> _EXCERPTED TEXT_
In 1995, Miller co-authored four papers, arguing that the reliability of software was getting worse. He cryptically wrote that his fuzzing activity, in addition to helping find the Gets Finger vulnerability, had found other software bugs that might indicate future security holes in a variety of different systems. Unfortunately his warning went unheeded at the time.

That’s the tool side. There’s another part to this story: The target. It also begins in the 1980s.

Up until the 1970s, there were only a few operating systems, in part because computing was still a large enterprise operation, requiring massive machines. Only large enterprises, such as AT&T, had the computing power and the developers to create their own applications. In the 1970’s the Bell System Labs, owned by AT&T, set about creating the UNIX OS for its own internal use. 

By the late 1970s, however, AT&T began to license Unix to outside parties and universities. This prompted a number of variants such as Berkeley System Distribution or BSD Unix, Sun Microsystems’ Sun OS, and even Microsoft had its own flavor called Xenix. AT&T later sold Unix to Novell, who in turn sold it to Santa Cruz Operations or SCO Unix, but I digress.

It also prompted a movement toward license-free software and, in September 1983, something called the Free Software Foundation was announced at MIT. One of its early goals was to gradually rebuild all the components of the Unix operating system and share it with the world for free. This was the beginning of open source software

These free software components carried the name GNU spelled G N U stands for GNU's Not Unix.  Okay, that’s OG Hacker humor if ever.

I’m sure a few people are going to tell me it’s pronounced "NEW", no G, but people who used it extensively back in the day have assured me it’s pronounced "GA_NU" so that’s what I’m going to use.

One of the more important features of any operating system is its shell. What’s a shell?  A shell is simply an interface for the operating system. It’s where you run commands, programs, and scripts. For simplification, you can think of it simply as the command line.

Bash, then, is the GNU Project's shell— remember GNU is not Unix. In keeping with that humor, developer Brian Fox wrote his own shell, and called his shell Bourne Again SHell or simply BASH. 

Bourne in this case is not Jason Bourne, the spy, but Stephen Bourne who at Bell Labs, wrote the original Bourne shell for Unix back.

Remember back then in the late 1980s early 1990s the internet wasn’t as fully operational as it is today, so there’s this crazy story about Fox driving cross country with a carload of computer tapes containing his original version of BASH. He was driving from MIT to California to share his program. And it’s a good thing he did. Bash rapidly  grew in popularity in part because it was used as a sort of the glue that held pieces of the early internet together. And why not? The Bash shell Fox created was a simple yet powerful way for engineers to glue web software to the operating system. Want your web server to get information from the computer's files? Make it pop up a bash shell and run a series of commands. Today, Bash remains still an important part of the toolkit that helps power the web today. And it's on your Mac, and virtually any company that runs the Linux operating system.  And while it’s not Windows, it can be added.

> _INFORMATION SUPPLIED_
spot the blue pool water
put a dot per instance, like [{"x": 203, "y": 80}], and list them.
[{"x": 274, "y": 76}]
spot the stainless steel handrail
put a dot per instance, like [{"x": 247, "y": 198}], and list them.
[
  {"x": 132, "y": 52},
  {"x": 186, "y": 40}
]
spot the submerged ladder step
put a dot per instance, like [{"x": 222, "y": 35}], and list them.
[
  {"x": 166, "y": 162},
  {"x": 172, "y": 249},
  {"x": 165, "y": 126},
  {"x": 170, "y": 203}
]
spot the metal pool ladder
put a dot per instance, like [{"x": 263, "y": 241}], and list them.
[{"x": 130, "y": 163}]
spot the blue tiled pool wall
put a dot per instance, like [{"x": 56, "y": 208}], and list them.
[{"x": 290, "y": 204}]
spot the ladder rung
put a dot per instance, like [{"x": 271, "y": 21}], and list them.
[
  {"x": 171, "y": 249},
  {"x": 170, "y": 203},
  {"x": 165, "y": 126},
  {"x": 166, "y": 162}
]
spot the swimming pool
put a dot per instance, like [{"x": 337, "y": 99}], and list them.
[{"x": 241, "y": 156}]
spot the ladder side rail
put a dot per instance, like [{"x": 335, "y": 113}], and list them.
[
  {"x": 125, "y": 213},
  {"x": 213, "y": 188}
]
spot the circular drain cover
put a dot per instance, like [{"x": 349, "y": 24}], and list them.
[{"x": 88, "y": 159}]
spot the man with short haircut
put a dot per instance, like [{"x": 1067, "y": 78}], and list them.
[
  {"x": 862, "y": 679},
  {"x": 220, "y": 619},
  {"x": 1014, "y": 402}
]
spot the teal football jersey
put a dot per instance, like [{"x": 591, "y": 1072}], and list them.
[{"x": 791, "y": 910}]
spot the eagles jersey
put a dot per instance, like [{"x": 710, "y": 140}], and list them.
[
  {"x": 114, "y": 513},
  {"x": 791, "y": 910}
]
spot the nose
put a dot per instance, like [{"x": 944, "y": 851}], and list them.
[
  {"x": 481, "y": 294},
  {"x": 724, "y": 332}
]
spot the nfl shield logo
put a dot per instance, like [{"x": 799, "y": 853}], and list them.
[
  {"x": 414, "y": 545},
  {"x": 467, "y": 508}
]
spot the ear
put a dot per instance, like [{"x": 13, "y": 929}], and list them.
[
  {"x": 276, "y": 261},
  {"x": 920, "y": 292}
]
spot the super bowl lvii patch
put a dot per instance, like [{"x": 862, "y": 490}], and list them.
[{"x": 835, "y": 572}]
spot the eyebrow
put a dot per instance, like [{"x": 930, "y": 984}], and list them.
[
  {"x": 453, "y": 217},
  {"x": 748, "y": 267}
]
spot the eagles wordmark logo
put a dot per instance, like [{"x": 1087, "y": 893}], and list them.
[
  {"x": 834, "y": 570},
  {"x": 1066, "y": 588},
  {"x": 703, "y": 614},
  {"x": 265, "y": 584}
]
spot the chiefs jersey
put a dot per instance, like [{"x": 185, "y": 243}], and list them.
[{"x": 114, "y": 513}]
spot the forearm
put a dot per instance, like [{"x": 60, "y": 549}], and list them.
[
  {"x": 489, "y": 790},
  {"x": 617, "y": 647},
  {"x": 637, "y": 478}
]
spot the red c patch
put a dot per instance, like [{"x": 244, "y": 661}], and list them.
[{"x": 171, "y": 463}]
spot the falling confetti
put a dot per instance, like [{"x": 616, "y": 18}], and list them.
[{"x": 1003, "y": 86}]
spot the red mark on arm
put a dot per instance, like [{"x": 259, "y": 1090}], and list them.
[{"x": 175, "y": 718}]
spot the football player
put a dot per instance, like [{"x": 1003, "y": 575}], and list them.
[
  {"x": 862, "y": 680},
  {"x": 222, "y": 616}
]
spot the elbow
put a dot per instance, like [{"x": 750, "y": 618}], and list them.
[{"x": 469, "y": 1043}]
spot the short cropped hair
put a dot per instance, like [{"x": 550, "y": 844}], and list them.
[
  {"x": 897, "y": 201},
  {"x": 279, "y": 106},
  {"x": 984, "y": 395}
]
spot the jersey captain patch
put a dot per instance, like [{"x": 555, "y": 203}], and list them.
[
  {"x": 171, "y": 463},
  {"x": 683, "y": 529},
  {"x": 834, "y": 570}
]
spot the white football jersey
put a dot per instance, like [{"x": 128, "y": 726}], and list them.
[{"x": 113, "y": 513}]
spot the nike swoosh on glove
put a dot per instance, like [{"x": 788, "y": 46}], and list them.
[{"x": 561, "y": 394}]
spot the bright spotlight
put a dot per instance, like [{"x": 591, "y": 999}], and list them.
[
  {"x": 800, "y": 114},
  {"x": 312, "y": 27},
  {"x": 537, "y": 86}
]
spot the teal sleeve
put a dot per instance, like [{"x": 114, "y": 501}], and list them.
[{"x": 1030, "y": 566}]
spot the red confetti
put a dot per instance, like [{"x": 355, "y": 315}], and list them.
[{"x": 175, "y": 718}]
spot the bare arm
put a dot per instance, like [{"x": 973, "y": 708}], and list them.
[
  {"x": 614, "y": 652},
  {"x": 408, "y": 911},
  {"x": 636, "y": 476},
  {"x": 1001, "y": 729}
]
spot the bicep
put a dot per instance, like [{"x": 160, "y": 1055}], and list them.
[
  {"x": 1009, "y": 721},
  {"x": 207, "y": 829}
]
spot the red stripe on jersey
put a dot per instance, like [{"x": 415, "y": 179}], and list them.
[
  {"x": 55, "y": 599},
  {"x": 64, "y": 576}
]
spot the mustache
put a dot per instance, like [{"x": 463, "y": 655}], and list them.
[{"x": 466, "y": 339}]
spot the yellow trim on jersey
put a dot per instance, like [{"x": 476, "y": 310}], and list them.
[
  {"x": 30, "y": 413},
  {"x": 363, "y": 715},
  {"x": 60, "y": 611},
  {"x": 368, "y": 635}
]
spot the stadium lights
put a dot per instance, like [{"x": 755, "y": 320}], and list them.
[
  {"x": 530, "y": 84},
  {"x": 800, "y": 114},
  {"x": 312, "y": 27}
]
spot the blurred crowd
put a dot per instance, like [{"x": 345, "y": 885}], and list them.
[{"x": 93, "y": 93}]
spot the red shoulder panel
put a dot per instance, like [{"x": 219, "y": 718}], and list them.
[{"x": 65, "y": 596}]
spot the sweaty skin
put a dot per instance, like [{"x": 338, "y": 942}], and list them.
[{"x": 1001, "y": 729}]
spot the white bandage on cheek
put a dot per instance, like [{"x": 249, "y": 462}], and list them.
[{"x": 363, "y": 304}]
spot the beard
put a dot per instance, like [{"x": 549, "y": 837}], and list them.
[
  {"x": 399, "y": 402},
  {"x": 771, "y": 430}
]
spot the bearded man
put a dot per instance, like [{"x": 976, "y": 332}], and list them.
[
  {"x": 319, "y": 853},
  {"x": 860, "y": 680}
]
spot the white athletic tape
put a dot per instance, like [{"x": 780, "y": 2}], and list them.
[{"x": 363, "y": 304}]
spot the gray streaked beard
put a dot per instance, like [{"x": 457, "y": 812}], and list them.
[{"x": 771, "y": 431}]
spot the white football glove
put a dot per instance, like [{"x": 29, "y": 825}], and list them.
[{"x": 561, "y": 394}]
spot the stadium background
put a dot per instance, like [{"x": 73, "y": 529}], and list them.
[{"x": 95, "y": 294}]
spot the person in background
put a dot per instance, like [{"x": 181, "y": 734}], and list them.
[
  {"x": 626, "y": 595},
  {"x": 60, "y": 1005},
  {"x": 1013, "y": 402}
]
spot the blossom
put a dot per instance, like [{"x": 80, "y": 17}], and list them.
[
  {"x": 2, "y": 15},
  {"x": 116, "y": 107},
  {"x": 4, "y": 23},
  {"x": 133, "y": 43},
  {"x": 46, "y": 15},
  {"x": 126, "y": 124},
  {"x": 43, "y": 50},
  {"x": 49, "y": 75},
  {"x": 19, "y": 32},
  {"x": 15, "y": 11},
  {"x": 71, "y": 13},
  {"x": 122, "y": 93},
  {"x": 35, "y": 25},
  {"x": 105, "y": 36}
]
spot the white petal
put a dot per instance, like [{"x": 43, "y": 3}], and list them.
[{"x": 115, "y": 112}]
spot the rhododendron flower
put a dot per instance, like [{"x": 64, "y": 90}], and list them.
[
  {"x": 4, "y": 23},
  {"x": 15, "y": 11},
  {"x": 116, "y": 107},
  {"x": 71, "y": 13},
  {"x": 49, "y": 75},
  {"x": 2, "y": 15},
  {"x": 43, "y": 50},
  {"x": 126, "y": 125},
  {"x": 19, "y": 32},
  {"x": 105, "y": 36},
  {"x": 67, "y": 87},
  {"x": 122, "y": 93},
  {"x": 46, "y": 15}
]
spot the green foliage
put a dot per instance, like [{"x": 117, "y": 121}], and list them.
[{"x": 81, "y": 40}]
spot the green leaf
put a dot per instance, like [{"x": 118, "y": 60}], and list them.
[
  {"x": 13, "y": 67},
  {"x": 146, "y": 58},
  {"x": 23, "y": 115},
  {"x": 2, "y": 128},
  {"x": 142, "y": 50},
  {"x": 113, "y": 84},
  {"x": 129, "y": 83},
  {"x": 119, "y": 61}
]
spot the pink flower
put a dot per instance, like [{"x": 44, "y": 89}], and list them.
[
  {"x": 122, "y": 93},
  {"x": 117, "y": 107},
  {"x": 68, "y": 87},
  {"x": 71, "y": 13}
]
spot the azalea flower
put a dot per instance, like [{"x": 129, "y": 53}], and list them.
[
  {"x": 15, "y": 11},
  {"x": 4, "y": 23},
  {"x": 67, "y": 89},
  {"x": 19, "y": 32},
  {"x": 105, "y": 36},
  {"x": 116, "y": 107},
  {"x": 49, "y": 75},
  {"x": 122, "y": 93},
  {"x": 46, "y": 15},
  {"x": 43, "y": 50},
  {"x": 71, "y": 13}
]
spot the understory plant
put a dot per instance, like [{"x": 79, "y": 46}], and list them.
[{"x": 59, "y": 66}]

> _TO-DO LIST_
• a. In the Bash history text, rewrite the paragraph that begins "By the late 1970s, however" as a short bulleted list that keeps its main facts.
• b. Quote word for word the part of the Bash history text starting with "One of the more" and going on through "or simply BASH.".
• c. Continue the Bash history text, picking up right after its final sentence.

> _RESPONSES TO THE EXERCISE_
• a.
- In the late 1970s, AT&T began licensing Unix to outside parties and universities.
- This led to several variants: Berkeley System Distribution (BSD Unix), Sun Microsystems' Sun OS, and Microsoft's Xenix.
- AT&T later sold Unix to Novell, which then sold it to Santa Cruz Operations (SCO Unix).

• b.
One of the more important features of any operating system is its shell. What’s a shell?  A shell is simply an interface for the operating system. It’s where you run commands, programs, and scripts. For simplification, you can think of it simply as the command line.

Bash, then, is the GNU Project's shell— remember GNU is not Unix. In keeping with that humor, developer Brian Fox wrote his own shell, and called his shell Bourne Again SHell or simply BASH.

• c.
Some time in late September 1989, we don’t all agree on the exact date, a serious vulnerability was introduced into BASH. And it may have been introduced by Fox, or it may have been introduced by Chet Ramey, who was an intern at the time, and later took over the maintenance of BASH. It doesn’t matter who introduced the flaw. What does matter is that this flaw within BASH would sit unnoticed for the next twenty-five years.  

There’s this saying within the open source community,“given enough eyeballs, all bugs are shallow". It’s called Linus’ Law after Linus Torvalds who created the Linux operating system. But it’s actually from Eric S. Raymond, from his 1999 book The Cathedral and the Bazaar. Anyway, the idea is simply this: that unlike proprietary software, the source code for which is locked inside a company’s domain and therefore not available to be audited by outside sources, open source source code is available for auditing. 

The fact is over 85% of the software today is composed of third party components -- meaning your developers didn’t code all of it, someone else contributed along the way. And a majority of that third party software is often open source software. And that only makes sense. Why should I attempt to create my own SSL/TLS when I can integrate OpenSSL into my product. Not only do I get a much faster time to market, I don’t have to worry about rolling my own encryption.  Really, never roll your own encryption. Just don’t..

But eyeballs aren’t necessarily on all the open source code and what may have been seen as secure in the 1980s and 1990s certainly would not be seen as secure today. Particularly in IoT, where we find ourselves using MQTT and other ancient protocols, not for what they were originally designed for, but for our immediate need for lightweight communications among devices. But I digress.

So after 1995 when Miller published his papers there wasn’t a lot of testing. That’s not to say there was no testing -- there was. It’s just that it was very hit and miss. And part of that was that Miller’s fuzz application remained largely in academia and not well understood outside of that. 

Our story now skips ahead twenty years to 2014.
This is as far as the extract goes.